• [Records for this exercise]:

····················

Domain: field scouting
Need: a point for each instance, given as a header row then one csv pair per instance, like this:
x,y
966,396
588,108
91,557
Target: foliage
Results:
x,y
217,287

····················

• [Goal]: Swap "foliage" for "vegetation" throughout the material above and give it back with no other changes.

• [Response below]:
Domain: field scouting
Need: a point for each instance, given as a header row then one csv pair per instance, like this:
x,y
966,396
588,108
91,557
Target: vegetation
Results:
x,y
217,287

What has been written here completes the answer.